Humane Society of the United States (HSUS) president Wayne Pacelle’s insistence that his group is “not telling people to become vegetarians” doesn’t jibe with reality [“Animal Protection Proposal Urged,” Nov. 28].

HSUS gives its formal endorsement to only one food product: Tofurky. It complained bitterly this year when a Canoga Park, California egg company claimed it had secured an HSUS endorsement. (The company’s press release was later withdrawn.)

Not only is HSUS run by a strict vegan, but it also has a “no animal products in the workplace” policy similar to the one in place at People for the Ethical Treatment of Animals (PETA). This is not your father’s Humane Society. In fact, it’s a “humane society” in name only, since it barely gives 4 percent of its income to organizations that shelter and adopt out dogs and cats. (HSUS itself runs no pet shelters at all.)

As time goes on, the differences between HSUS and PETA are getting blurrier. They’re both against fur and leather. They both oppose medical research to cure cancer and AIDS. They both take issue with hunting and fishing. And yes, like PETA, the Humane Society of the United States is pushing vegetarianism.

The chief difference between the two groups today is that HSUS’s interns wear nicer watches – and keep their clothes on.

● Recorded information:
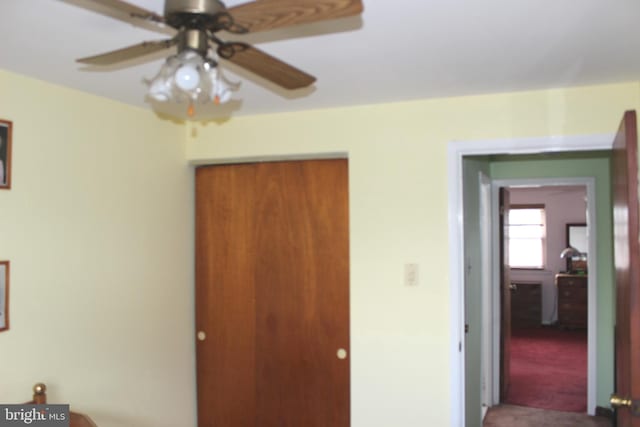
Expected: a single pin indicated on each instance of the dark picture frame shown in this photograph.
(4, 295)
(6, 128)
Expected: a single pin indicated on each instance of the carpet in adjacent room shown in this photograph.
(549, 369)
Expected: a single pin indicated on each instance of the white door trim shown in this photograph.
(455, 152)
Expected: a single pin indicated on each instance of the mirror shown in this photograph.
(577, 238)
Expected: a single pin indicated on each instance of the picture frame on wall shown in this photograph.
(5, 154)
(4, 295)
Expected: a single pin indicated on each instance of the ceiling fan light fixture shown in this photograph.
(190, 77)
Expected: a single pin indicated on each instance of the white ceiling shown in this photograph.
(397, 50)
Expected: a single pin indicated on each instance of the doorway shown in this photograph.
(477, 397)
(548, 297)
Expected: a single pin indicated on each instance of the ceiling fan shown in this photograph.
(192, 74)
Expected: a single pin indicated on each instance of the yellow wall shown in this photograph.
(398, 206)
(97, 227)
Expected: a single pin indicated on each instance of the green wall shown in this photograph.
(472, 166)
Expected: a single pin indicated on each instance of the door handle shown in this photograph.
(620, 402)
(624, 402)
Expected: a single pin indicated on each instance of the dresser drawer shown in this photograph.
(572, 301)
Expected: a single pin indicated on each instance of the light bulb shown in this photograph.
(187, 78)
(158, 90)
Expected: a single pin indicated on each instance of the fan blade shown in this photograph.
(265, 65)
(262, 15)
(127, 53)
(129, 9)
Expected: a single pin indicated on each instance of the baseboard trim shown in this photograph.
(604, 412)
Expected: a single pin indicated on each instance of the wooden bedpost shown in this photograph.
(40, 394)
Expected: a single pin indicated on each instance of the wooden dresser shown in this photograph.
(526, 304)
(572, 300)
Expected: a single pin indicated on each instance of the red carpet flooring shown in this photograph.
(549, 369)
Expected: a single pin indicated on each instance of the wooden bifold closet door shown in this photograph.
(272, 294)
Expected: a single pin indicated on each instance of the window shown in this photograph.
(527, 234)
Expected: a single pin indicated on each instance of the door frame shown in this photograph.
(492, 339)
(456, 151)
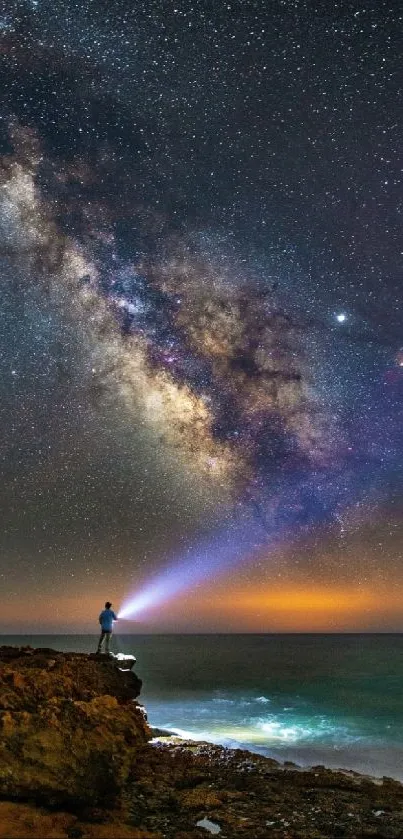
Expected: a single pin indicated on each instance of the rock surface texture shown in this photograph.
(69, 728)
(77, 763)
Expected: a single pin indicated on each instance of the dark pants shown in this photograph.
(105, 636)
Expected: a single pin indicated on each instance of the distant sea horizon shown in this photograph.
(313, 698)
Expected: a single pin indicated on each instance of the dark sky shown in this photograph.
(200, 330)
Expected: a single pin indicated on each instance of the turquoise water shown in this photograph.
(331, 699)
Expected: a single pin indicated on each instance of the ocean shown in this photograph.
(334, 700)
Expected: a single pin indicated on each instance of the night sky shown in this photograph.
(201, 351)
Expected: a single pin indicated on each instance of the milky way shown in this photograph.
(201, 282)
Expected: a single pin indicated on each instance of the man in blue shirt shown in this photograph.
(106, 619)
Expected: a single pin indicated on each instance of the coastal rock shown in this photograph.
(69, 727)
(78, 761)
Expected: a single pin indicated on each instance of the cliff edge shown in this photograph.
(77, 762)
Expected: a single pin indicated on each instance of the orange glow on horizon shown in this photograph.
(279, 607)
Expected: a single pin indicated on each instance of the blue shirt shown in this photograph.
(106, 619)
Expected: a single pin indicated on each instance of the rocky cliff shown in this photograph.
(77, 762)
(69, 727)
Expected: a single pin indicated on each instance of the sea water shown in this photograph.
(312, 699)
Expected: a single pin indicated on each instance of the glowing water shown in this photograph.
(334, 700)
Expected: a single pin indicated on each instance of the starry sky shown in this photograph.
(201, 352)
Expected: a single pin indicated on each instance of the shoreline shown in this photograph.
(362, 762)
(80, 760)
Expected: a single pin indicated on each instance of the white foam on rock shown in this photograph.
(212, 827)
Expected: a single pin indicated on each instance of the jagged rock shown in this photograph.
(69, 727)
(73, 738)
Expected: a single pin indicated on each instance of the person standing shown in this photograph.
(106, 619)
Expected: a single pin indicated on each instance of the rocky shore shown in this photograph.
(79, 761)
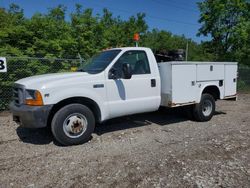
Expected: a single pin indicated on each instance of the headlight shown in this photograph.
(33, 98)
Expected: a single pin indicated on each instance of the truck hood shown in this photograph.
(55, 79)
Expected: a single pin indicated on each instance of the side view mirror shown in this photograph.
(113, 74)
(127, 71)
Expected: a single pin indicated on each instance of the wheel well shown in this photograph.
(212, 90)
(92, 105)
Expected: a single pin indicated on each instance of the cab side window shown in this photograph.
(138, 62)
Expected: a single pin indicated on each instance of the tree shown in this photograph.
(227, 23)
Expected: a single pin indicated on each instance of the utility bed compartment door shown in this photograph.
(183, 83)
(210, 72)
(230, 80)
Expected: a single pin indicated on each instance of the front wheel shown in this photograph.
(204, 111)
(73, 124)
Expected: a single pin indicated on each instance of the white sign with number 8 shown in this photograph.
(3, 64)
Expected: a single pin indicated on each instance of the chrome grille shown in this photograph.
(18, 94)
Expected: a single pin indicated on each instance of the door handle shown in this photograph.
(153, 83)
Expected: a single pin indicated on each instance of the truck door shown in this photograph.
(136, 95)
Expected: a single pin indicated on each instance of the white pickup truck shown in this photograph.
(118, 82)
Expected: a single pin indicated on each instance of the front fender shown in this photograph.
(54, 96)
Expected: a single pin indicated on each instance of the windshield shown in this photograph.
(99, 62)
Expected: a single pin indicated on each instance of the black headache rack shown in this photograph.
(169, 55)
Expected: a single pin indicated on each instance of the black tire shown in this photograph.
(71, 111)
(200, 111)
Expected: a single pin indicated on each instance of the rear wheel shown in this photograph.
(73, 124)
(204, 111)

● Required work:
[a] In the piece on the Humane Society of the United States, starting at "Humane Society of the United States (HSUS)" and ending at "shelters at all.)", rewrite the passage with "egg company" changed to "poultry farm".
[b] List everything that the piece on the Humane Society of the United States says both HSUS and PETA are against or take issue with.

● Per-task outputs:
[a]
Humane Society of the United States (HSUS) president Wayne Pacelle’s insistence that his group is “not telling people to become vegetarians” doesn’t jibe with reality [“Animal Protection Proposal Urged,” Nov. 28].

HSUS gives its formal endorsement to only one food product: Tofurky. It complained bitterly this year when a Canoga Park, California poultry farm claimed it had secured an HSUS endorsement. (The company’s press release was later withdrawn.)

Not only is HSUS run by a strict vegan, but it also has a “no animal products in the workplace” policy similar to the one in place at People for the Ethical Treatment of Animals (PETA). This is not your father’s Humane Society. In fact, it’s a “humane society” in name only, since it barely gives 4 percent of its income to organizations that shelter and adopt out dogs and cats. (HSUS itself runs no pet shelters at all.)

[b] Fur, leather, medical research to cure cancer and AIDS, hunting, and fishing.